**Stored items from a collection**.
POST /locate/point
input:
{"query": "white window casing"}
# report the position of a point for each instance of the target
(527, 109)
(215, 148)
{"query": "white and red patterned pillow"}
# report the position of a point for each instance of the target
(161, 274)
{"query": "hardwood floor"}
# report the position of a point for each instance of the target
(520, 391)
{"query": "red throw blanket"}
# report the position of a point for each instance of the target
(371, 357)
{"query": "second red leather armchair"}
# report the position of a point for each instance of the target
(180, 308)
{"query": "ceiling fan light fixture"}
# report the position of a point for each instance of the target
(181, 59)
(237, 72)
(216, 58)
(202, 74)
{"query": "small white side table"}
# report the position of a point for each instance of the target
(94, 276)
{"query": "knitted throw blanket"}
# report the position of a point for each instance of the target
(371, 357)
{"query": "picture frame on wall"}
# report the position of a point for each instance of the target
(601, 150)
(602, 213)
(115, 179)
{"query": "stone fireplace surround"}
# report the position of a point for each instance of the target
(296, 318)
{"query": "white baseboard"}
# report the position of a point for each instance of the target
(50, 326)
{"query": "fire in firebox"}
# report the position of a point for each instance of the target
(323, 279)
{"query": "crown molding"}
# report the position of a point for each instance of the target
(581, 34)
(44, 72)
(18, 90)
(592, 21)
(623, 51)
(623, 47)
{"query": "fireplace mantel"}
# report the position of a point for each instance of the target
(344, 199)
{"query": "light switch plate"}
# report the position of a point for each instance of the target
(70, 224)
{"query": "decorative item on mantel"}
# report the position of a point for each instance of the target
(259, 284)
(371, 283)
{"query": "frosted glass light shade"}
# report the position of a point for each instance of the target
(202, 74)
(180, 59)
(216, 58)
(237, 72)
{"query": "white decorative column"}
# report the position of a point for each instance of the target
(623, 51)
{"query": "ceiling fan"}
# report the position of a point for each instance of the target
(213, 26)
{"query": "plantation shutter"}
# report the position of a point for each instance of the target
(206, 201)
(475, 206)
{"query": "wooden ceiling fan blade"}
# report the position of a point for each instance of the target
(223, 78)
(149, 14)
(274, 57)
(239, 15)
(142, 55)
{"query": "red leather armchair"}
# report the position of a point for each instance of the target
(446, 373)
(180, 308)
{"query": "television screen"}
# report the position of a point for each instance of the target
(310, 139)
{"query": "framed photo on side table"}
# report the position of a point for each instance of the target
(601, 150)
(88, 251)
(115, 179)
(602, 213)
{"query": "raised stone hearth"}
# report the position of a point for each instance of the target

**ASSIGNMENT**.
Among the records, how many lines include the string "white"? State the number and add nothing.

**SOLUTION TO THE PROBLEM**.
5